──────── Records supplied

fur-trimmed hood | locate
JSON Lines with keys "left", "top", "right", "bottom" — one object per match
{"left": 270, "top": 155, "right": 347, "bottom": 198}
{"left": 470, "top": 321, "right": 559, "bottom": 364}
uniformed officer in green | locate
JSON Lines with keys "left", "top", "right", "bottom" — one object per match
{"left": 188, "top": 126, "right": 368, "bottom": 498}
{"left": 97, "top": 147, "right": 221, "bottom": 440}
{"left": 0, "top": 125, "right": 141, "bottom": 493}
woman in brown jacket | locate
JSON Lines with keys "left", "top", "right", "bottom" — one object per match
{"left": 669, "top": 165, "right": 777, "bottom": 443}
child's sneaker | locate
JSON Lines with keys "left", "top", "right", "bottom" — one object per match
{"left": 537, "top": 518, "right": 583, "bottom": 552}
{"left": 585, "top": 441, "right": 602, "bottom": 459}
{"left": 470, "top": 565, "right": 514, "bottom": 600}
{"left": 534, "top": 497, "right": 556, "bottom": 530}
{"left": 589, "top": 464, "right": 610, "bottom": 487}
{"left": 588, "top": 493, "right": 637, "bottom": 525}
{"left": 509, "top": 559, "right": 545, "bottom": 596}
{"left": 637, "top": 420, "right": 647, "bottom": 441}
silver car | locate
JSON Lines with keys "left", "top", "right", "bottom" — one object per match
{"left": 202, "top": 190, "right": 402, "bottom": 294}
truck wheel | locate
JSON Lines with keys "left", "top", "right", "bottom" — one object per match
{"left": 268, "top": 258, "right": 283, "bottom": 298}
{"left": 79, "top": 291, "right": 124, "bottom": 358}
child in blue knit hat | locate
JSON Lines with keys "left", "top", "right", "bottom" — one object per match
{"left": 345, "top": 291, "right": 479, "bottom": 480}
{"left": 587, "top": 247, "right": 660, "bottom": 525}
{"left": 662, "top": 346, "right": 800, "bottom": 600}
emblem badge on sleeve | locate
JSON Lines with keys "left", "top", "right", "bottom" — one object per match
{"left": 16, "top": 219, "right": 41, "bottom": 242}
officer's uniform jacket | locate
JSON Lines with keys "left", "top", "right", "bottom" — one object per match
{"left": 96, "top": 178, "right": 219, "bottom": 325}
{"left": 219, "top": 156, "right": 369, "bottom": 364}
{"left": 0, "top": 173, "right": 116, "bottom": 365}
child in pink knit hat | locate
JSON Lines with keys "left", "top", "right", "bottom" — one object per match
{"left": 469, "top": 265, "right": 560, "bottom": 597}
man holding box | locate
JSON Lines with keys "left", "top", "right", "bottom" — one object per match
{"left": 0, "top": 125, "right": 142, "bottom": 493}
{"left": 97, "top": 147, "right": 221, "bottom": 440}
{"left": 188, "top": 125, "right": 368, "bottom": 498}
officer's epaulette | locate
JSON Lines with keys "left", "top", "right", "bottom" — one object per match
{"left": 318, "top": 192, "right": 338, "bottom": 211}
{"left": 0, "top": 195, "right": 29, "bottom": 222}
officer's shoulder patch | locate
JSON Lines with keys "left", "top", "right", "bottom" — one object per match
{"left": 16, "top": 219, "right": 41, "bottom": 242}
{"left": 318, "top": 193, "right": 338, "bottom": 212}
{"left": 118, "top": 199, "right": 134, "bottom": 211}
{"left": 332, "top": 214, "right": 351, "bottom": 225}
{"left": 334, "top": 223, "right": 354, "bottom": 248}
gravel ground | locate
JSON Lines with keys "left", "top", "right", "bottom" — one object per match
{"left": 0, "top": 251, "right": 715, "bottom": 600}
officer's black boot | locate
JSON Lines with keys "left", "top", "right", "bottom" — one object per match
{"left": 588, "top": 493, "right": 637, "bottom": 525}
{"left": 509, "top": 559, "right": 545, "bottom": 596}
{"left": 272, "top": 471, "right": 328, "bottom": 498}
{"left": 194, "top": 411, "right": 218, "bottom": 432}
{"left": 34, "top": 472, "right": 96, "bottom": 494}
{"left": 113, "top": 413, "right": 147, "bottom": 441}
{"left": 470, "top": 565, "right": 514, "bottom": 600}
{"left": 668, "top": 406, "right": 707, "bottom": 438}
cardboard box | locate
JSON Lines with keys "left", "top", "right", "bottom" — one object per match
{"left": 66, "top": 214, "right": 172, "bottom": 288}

────────────────

Exercise: Here the job is to restate all of the data word for word.

Response:
fur-trimmed hood | locate
JSON Lines with keys "left", "top", "right", "bottom" — one object per match
{"left": 270, "top": 155, "right": 347, "bottom": 198}
{"left": 470, "top": 321, "right": 559, "bottom": 364}
uniformed officer in green | locate
JSON Lines with keys "left", "top", "right", "bottom" — one object per match
{"left": 188, "top": 126, "right": 368, "bottom": 498}
{"left": 97, "top": 147, "right": 221, "bottom": 440}
{"left": 0, "top": 125, "right": 141, "bottom": 493}
woman in brown jacket | locate
JSON Lines with keys "left", "top", "right", "bottom" — one object per match
{"left": 669, "top": 165, "right": 777, "bottom": 443}
child's sneaker | locate
JSON Lines with keys "left", "top", "right", "bottom" — one object per match
{"left": 537, "top": 518, "right": 583, "bottom": 552}
{"left": 585, "top": 441, "right": 602, "bottom": 459}
{"left": 470, "top": 565, "right": 514, "bottom": 600}
{"left": 534, "top": 497, "right": 556, "bottom": 530}
{"left": 589, "top": 464, "right": 610, "bottom": 487}
{"left": 588, "top": 493, "right": 637, "bottom": 525}
{"left": 509, "top": 559, "right": 545, "bottom": 596}
{"left": 637, "top": 420, "right": 647, "bottom": 441}
silver car | locate
JSON Lines with keys "left", "top", "right", "bottom" — one object per match
{"left": 202, "top": 190, "right": 402, "bottom": 294}
truck wheel | locate
JSON Lines with keys "left", "top", "right", "bottom" — one object per match
{"left": 268, "top": 258, "right": 283, "bottom": 298}
{"left": 79, "top": 291, "right": 124, "bottom": 358}
child in blue knit hat | locate
JSON Lines with keys "left", "top", "right", "bottom" — one object per match
{"left": 345, "top": 291, "right": 479, "bottom": 480}
{"left": 587, "top": 247, "right": 660, "bottom": 525}
{"left": 662, "top": 346, "right": 800, "bottom": 600}
emblem badge on sleeve | locate
JSON Lines with keys "left", "top", "right", "bottom" — one object per match
{"left": 16, "top": 219, "right": 41, "bottom": 242}
officer's uniform jacket | locate
JSON Lines with keys "left", "top", "right", "bottom" — one object per match
{"left": 96, "top": 178, "right": 219, "bottom": 325}
{"left": 219, "top": 156, "right": 369, "bottom": 364}
{"left": 0, "top": 173, "right": 116, "bottom": 365}
child in pink knit hat | locate
JSON Lines with keys "left", "top", "right", "bottom" — one object per match
{"left": 469, "top": 265, "right": 560, "bottom": 597}
man holding box | locate
JSON Lines with keys "left", "top", "right", "bottom" — one object per match
{"left": 0, "top": 125, "right": 142, "bottom": 493}
{"left": 97, "top": 147, "right": 221, "bottom": 440}
{"left": 188, "top": 125, "right": 368, "bottom": 498}
officer's epaulette | locate
JSON Lines with keys "left", "top", "right", "bottom" — one object per match
{"left": 318, "top": 192, "right": 338, "bottom": 211}
{"left": 0, "top": 195, "right": 29, "bottom": 222}
officer's shoulder patch | locate
JSON Lines with keys "left", "top", "right", "bottom" — one object per match
{"left": 16, "top": 219, "right": 41, "bottom": 242}
{"left": 318, "top": 193, "right": 338, "bottom": 212}
{"left": 118, "top": 199, "right": 134, "bottom": 211}
{"left": 332, "top": 214, "right": 351, "bottom": 225}
{"left": 334, "top": 223, "right": 354, "bottom": 248}
gravel ground | locate
JSON Lines with keys "left", "top", "right", "bottom" — one object per match
{"left": 0, "top": 251, "right": 715, "bottom": 600}
officer's black boot | locate
JSON Lines with keys "left", "top", "right", "bottom" — one object per match
{"left": 588, "top": 493, "right": 637, "bottom": 525}
{"left": 509, "top": 559, "right": 545, "bottom": 596}
{"left": 272, "top": 471, "right": 328, "bottom": 498}
{"left": 194, "top": 411, "right": 218, "bottom": 432}
{"left": 34, "top": 472, "right": 96, "bottom": 494}
{"left": 113, "top": 413, "right": 147, "bottom": 441}
{"left": 470, "top": 565, "right": 514, "bottom": 600}
{"left": 668, "top": 406, "right": 707, "bottom": 438}
cardboard box | locate
JSON Lines with keys "left", "top", "right", "bottom" — one object per match
{"left": 66, "top": 214, "right": 172, "bottom": 288}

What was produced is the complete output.